Location annotation dataset excerpts
□ □ □ □
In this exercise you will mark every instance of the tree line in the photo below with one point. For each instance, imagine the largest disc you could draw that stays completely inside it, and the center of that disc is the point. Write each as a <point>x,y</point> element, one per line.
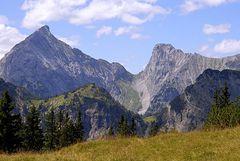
<point>224,113</point>
<point>18,133</point>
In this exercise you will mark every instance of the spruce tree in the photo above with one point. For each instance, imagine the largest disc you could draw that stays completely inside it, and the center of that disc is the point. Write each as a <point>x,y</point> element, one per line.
<point>79,131</point>
<point>153,129</point>
<point>10,125</point>
<point>60,119</point>
<point>123,128</point>
<point>67,132</point>
<point>33,132</point>
<point>50,136</point>
<point>111,131</point>
<point>133,128</point>
<point>225,96</point>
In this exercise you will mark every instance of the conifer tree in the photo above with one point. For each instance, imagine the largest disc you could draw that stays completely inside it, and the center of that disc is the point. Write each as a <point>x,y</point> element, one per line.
<point>133,128</point>
<point>60,119</point>
<point>225,96</point>
<point>123,128</point>
<point>111,131</point>
<point>51,131</point>
<point>153,129</point>
<point>79,131</point>
<point>33,139</point>
<point>10,125</point>
<point>67,132</point>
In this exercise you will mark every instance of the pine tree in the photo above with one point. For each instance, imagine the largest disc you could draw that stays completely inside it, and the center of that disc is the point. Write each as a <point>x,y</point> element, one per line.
<point>51,131</point>
<point>10,125</point>
<point>133,128</point>
<point>111,131</point>
<point>67,132</point>
<point>225,96</point>
<point>60,119</point>
<point>123,128</point>
<point>79,131</point>
<point>153,129</point>
<point>33,133</point>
□ □ □ □
What to produce:
Rewrite every line of the entries above as a JSON list of strings, one string per line, with blank lines skipped and the pictures left out.

Task output:
[
  "In this exercise you will mark every instance of the tree line in the photo below with one point. For each instance, imagine the largest disc you could draw that stays completely inside it, and the center of that disc is the point. Write each as a <point>x,y</point> element, one per line.",
  "<point>224,113</point>",
  "<point>18,133</point>",
  "In this exercise you will mark every instance of the spruce tree in the photo above with one point. For each instance, imagine the largest disc you could draw that stays completely inside it, and the center of that disc is the point. Write each as a <point>x,y</point> element, one per line.",
  "<point>79,131</point>",
  "<point>153,129</point>",
  "<point>10,125</point>",
  "<point>60,119</point>",
  "<point>123,128</point>",
  "<point>67,132</point>",
  "<point>33,132</point>",
  "<point>50,136</point>",
  "<point>111,131</point>",
  "<point>133,128</point>",
  "<point>225,96</point>",
  "In this exercise you will mark every instance of the conifer tree in the photo above with one point. For each instance, imagine the largest disc you could draw that stays completely inside it, and the center of that disc is the point. Write each as a <point>x,y</point> element, one per line.",
  "<point>133,128</point>",
  "<point>60,119</point>",
  "<point>225,96</point>",
  "<point>123,128</point>",
  "<point>111,131</point>",
  "<point>51,131</point>",
  "<point>153,129</point>",
  "<point>79,131</point>",
  "<point>33,139</point>",
  "<point>10,125</point>",
  "<point>67,132</point>",
  "In this exercise you will mark every instance of the pine tree in the photo above with one point. For each instance, imagine the largest disc you could draw that stays completely inside it, and the center of that disc is the point. Write each as a <point>x,y</point> element, one per line.",
  "<point>51,131</point>",
  "<point>10,125</point>",
  "<point>133,128</point>",
  "<point>111,131</point>",
  "<point>67,132</point>",
  "<point>225,96</point>",
  "<point>60,119</point>",
  "<point>123,128</point>",
  "<point>79,131</point>",
  "<point>153,129</point>",
  "<point>33,133</point>"
]